*** GIVEN DATA Section Begins ***
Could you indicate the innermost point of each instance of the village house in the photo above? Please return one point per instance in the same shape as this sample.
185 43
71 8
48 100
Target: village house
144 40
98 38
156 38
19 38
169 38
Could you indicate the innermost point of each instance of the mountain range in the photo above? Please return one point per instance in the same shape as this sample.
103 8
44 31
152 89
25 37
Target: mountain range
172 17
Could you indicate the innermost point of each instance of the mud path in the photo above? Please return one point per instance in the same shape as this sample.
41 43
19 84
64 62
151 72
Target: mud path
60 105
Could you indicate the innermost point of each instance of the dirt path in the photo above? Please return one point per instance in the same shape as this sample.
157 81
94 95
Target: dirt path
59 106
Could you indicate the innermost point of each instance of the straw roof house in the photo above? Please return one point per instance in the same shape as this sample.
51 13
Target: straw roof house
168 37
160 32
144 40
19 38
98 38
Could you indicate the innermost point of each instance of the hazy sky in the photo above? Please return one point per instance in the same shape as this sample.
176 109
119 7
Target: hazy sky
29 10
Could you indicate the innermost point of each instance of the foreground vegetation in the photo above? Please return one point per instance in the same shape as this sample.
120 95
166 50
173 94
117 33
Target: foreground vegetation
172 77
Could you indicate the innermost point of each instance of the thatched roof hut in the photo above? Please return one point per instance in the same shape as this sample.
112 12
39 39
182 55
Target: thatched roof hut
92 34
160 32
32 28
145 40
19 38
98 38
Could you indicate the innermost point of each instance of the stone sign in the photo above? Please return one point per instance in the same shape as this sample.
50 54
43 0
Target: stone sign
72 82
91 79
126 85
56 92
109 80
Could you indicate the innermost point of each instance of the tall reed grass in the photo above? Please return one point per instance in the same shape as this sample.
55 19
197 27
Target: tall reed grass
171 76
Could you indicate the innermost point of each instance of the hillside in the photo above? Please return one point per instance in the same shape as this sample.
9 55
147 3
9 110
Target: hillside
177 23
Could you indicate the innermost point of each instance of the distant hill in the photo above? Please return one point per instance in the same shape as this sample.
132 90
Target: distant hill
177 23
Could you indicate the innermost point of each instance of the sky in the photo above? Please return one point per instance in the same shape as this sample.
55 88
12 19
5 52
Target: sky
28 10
*** GIVEN DATA Section Ends ***
* _TASK TO COMPLETE_:
Take the lines from the one containing "Target: stone sign" through the final line of the entries above, and set them down exactly, with nothing added.

* _SOLUTION TO THIS EXERCISE_:
Target: stone sign
72 82
91 79
126 85
56 92
109 80
Could you indicate the innermost point of each instance of the tall reed grass in the photo above? Please return one point per instance in the same shape as this sample.
55 19
197 27
Target: tall reed grass
171 76
Could you indicate the innermost point of each instance of the hillside in the photo above? Please return one point per instance in the same shape as this sample.
9 55
147 3
9 110
Target: hillside
177 23
Could you indicate the innermost point of each instance of the distant hill in the photo above? Please return one point per instance in the same shape as this sample.
132 90
Target: distant hill
177 23
Could you indicate the innermost point of each instance of the sky in the photo above? Please return one point per instance in the same shape as this sample.
55 88
12 19
5 52
Target: sky
28 10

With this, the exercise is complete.